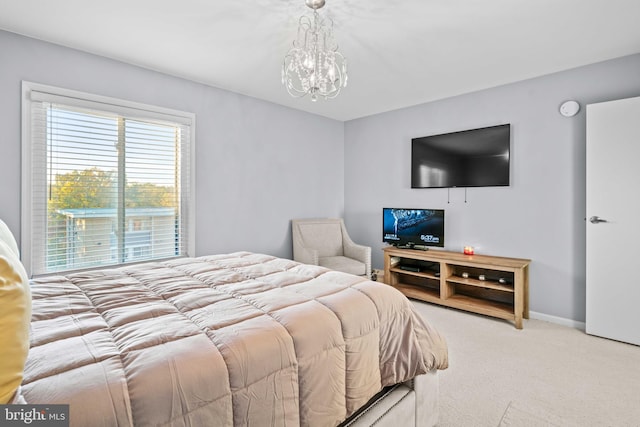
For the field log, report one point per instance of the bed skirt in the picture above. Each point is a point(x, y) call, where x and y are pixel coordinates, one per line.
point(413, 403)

##############################

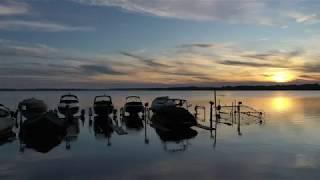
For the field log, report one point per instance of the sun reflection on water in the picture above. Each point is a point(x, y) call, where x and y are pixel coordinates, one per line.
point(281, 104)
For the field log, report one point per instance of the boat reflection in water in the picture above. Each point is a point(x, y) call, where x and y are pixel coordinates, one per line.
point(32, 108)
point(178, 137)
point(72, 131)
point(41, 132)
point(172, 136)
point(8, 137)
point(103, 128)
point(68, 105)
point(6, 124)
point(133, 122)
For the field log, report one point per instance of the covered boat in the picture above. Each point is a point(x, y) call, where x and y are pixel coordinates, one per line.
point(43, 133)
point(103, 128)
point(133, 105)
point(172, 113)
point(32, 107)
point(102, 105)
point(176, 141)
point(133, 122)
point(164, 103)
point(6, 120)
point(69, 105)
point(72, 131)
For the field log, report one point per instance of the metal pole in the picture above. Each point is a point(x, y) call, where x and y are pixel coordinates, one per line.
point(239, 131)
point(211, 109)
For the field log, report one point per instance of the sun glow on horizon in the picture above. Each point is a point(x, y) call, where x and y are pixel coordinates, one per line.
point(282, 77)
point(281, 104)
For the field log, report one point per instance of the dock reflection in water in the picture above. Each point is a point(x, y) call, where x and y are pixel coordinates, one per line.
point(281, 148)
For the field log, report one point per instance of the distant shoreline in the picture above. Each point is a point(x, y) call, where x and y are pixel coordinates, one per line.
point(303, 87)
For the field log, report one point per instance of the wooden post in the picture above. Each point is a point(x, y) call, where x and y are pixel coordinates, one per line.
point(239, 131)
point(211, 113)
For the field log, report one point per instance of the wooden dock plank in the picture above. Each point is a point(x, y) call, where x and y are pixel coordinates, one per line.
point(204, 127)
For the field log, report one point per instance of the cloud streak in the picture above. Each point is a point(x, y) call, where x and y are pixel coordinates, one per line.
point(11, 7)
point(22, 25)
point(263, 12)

##############################

Your objective:
Please turn the stretch of entries above, from the line containing "of the dock" through the line containing "point(263, 12)", into a numbered list, leaving out any blank lines.

Result:
1. For the field log, report one point per instance of the dock reflection in water in the picture above. Each point is a point(x, y) call, where x and y are pixel coordinates, one per line.
2. point(281, 148)
3. For the field log, report one point per instance of the distant shoreline in the picture above. Each point is a point(x, y) call, where x and y are pixel coordinates, one per line.
4. point(303, 87)
5. For the field log, report one point per instance of the wooden post in the picture above. Each point is a point(x, y) call, where x and y are pixel coordinates, one per line.
6. point(239, 131)
7. point(211, 113)
8. For the field log, report one point per instance of the wooden dock plank in the picture above. Each point is a point(x, y) call, where x and y are pixel coordinates, one per line.
9. point(204, 127)
10. For the field log, report one point per instance of the cloud streak in the picture above. Each point is a point(x, y) call, where x and y are pixel coordinates, one per line.
11. point(11, 7)
12. point(22, 25)
13. point(263, 12)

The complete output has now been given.